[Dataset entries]
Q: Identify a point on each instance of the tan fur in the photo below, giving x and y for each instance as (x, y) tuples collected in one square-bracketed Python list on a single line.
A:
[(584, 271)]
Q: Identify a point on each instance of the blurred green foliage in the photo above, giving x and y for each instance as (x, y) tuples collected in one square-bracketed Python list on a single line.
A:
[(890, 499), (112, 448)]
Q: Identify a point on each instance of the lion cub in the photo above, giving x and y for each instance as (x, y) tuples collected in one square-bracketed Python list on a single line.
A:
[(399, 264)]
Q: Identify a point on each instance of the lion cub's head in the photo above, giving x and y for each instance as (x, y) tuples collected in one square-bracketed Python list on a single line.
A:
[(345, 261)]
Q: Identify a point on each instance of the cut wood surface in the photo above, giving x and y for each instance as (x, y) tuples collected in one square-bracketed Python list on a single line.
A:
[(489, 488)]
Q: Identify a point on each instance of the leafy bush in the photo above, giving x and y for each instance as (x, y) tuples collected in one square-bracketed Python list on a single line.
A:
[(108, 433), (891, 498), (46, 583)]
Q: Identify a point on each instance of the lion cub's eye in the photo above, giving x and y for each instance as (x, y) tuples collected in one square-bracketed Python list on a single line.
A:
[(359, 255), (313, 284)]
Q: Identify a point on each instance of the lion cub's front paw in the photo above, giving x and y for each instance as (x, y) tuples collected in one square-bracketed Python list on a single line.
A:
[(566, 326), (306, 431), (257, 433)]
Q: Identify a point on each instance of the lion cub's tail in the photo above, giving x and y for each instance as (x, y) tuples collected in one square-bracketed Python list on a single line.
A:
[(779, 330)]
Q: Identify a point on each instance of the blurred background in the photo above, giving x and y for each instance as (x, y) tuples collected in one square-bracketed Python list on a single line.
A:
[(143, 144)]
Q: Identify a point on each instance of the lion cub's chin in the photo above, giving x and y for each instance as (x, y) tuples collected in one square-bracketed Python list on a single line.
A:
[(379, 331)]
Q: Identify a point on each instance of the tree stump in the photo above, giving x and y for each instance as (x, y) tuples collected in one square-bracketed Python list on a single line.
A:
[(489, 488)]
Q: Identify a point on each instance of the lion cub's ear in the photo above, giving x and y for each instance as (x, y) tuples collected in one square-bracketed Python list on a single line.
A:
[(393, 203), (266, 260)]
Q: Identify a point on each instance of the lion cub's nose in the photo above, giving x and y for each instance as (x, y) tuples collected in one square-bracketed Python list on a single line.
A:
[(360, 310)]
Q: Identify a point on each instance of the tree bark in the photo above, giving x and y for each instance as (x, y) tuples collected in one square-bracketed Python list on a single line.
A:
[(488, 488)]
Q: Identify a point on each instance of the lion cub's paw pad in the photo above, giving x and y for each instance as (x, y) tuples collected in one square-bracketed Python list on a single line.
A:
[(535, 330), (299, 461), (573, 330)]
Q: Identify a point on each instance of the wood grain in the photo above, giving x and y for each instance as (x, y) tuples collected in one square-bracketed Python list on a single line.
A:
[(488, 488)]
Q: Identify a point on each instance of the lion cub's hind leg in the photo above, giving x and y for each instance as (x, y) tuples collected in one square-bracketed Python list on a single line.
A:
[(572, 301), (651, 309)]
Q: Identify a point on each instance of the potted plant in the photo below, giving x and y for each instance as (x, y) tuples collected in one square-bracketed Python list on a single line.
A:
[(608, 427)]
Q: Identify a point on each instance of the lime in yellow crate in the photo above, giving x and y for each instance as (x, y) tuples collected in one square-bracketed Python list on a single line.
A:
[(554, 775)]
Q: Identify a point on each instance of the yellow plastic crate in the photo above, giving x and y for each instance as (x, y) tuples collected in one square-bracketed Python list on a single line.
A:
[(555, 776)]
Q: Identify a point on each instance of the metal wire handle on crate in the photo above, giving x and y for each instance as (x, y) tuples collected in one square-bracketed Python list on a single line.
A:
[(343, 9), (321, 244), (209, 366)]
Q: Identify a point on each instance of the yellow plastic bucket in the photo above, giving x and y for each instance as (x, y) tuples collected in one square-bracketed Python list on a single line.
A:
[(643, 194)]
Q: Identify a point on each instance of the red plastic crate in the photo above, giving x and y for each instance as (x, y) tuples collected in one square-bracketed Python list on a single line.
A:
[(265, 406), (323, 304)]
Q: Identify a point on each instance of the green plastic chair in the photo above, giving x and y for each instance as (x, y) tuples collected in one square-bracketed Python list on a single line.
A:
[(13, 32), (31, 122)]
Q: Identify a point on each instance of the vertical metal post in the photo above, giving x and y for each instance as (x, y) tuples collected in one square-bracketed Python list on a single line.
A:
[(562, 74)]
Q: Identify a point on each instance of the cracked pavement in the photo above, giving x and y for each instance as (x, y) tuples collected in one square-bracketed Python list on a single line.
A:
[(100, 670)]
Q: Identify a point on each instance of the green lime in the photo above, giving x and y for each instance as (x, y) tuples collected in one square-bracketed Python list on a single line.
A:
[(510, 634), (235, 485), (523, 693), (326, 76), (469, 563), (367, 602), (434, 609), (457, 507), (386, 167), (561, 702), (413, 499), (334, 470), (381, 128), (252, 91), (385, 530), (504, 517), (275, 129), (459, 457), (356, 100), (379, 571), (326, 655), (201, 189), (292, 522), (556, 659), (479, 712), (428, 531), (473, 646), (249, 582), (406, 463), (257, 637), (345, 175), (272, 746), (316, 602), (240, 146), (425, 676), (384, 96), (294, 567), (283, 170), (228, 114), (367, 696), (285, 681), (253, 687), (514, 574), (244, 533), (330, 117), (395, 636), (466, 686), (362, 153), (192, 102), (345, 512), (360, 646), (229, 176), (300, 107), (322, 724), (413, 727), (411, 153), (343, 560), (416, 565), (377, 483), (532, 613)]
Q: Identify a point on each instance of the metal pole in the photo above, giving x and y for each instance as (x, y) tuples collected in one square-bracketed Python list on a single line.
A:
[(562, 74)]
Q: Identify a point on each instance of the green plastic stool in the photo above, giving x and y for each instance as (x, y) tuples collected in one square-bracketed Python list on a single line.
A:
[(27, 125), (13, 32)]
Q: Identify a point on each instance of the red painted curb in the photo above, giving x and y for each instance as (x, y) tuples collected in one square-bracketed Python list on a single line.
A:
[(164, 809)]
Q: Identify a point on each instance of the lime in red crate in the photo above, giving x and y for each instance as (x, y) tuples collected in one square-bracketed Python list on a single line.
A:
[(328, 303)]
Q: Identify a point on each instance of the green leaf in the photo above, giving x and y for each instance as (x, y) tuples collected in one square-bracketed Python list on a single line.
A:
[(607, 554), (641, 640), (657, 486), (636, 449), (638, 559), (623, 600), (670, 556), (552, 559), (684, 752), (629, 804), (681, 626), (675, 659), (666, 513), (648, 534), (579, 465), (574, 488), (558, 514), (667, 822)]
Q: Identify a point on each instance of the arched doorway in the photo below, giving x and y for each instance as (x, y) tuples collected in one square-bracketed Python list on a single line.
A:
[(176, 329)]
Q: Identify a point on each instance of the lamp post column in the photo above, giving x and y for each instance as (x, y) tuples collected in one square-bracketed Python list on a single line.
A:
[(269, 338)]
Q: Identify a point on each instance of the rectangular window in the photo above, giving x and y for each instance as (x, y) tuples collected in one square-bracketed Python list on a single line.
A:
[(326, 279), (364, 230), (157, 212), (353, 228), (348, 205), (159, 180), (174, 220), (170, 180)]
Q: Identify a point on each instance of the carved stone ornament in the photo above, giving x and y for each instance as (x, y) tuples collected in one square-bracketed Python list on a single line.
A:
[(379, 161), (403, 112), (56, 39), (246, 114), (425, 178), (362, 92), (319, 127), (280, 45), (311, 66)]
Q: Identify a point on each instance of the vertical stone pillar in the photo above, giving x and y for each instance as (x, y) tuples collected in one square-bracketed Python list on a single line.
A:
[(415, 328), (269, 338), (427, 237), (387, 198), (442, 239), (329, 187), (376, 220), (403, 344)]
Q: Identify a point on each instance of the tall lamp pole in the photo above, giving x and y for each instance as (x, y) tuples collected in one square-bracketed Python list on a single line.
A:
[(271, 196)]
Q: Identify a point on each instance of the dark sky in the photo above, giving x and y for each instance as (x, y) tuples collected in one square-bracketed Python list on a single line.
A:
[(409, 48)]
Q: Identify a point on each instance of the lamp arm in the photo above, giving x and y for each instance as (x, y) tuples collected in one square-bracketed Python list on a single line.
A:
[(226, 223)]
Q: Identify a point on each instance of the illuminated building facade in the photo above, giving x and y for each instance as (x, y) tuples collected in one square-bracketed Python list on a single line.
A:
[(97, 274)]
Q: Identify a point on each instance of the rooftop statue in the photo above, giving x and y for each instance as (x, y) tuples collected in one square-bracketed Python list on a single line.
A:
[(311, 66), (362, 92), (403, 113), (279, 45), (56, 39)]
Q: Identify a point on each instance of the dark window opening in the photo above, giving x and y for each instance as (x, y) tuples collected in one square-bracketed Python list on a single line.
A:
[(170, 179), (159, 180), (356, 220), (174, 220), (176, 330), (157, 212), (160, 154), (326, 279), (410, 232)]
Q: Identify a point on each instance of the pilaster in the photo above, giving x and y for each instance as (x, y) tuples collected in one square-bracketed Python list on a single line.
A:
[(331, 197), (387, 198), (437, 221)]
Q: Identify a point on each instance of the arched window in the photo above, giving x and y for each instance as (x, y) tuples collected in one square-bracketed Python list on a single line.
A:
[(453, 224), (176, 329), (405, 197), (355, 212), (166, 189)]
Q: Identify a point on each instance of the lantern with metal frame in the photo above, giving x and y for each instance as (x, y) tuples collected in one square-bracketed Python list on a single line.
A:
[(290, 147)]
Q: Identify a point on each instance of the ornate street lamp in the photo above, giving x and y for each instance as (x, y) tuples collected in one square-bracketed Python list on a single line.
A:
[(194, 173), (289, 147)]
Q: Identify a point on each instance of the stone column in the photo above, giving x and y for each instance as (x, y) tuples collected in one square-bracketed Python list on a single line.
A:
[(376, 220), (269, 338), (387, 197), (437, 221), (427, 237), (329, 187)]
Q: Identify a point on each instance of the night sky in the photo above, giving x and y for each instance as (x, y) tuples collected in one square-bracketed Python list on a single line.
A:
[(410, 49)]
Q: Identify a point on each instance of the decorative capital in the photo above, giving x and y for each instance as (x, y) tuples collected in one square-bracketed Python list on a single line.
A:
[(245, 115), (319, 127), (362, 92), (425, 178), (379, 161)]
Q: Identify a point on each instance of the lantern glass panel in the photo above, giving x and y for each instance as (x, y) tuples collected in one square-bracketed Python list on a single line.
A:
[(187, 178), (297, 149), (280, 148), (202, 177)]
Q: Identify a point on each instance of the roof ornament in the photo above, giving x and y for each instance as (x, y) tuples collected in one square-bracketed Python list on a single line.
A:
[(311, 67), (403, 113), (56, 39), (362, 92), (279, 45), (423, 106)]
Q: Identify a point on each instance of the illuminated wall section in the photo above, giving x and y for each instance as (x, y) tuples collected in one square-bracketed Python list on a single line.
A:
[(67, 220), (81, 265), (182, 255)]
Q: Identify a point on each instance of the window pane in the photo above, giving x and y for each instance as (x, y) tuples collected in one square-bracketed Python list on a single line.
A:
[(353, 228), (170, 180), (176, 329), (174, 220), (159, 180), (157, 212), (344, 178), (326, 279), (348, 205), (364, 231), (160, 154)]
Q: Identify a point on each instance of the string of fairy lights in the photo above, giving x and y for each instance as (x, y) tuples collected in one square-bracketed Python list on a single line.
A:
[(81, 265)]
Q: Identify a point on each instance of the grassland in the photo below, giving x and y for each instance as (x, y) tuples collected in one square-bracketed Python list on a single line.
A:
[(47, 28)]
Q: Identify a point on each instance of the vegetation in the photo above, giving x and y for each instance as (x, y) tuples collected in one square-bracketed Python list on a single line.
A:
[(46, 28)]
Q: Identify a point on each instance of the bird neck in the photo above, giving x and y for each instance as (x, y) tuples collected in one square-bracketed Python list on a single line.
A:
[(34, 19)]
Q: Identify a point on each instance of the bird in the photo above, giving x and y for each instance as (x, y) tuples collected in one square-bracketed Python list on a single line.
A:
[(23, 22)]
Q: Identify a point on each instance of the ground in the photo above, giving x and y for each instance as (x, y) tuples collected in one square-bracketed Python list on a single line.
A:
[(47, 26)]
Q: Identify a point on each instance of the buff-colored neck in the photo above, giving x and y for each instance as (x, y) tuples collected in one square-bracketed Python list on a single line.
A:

§ Exercise directions:
Proceeding from the line containing "Q: Identify a point on each instance of the dark sky" through the line containing "Q: Identify a point on each instance of the stone", transcribe the lines above exactly, both end lines included.

§ Answer box:
Q: Identify a point on each instance of the dark sky in the photo above, giving x and y for each instance as (x, y) tuples collected in one square-bracketed Python list on a single line.
A:
[(409, 48)]
Q: Identify a point on each instance of the lamp arm in the photo above, giving x and y for each instance as (x, y) tuples collected in one square-bracketed Python list on a single line.
A:
[(226, 223)]
Q: Identify a point on each instance of the illuminated building facade in the photo above, giving x and y for each instance as (x, y) tuples collected in one square-bracketed Python list on a single line.
A:
[(97, 274)]
Q: Identify a point on each instance of the rooftop statue in the photo above, giving x and y for each instance as (x, y) tuples collected in one square-bracketed Python list on a single line.
A:
[(311, 66), (362, 92), (403, 113), (279, 45), (56, 39)]
Q: Identify a point on each instance of the dark window opening in the photo above, giving x and y for each instance as (x, y) tuples collected in one square-bracketed Python list on a single line.
A:
[(170, 179), (159, 180), (356, 220), (174, 220), (176, 330), (157, 212), (160, 154), (326, 279), (410, 232)]
Q: Identify a point on each instance of the pilaster in the photo above, giving x and y for each instance as (x, y) tuples collected in one square-bracketed Python list on a single line.
A:
[(331, 197), (387, 198), (437, 221)]
Q: Identify a point on each instance of the arched window in the photo above, giving x and y for each instance as (x, y) tuples collected in one square-bracketed Python list on a single line.
A:
[(453, 224), (176, 329), (405, 197), (355, 212), (166, 189)]
Q: Identify a point on each instance of the lantern with metal frame in the photo above, giving x and y for each instance as (x, y) tuples collected in one square-bracketed Python list on a single line.
A:
[(290, 147)]
Q: Identify a point on each instance of the ornate street lamp in the photo above, giving x and y for each instance as (x, y) tuples collected in one square-bracketed Python list on a single line.
A:
[(194, 173), (289, 147)]
Q: Identify a point on each instance of the stone column in the photo above, giving x and y for each instance as (x, y) tuples collected in one square-bracketed Python list on a single line.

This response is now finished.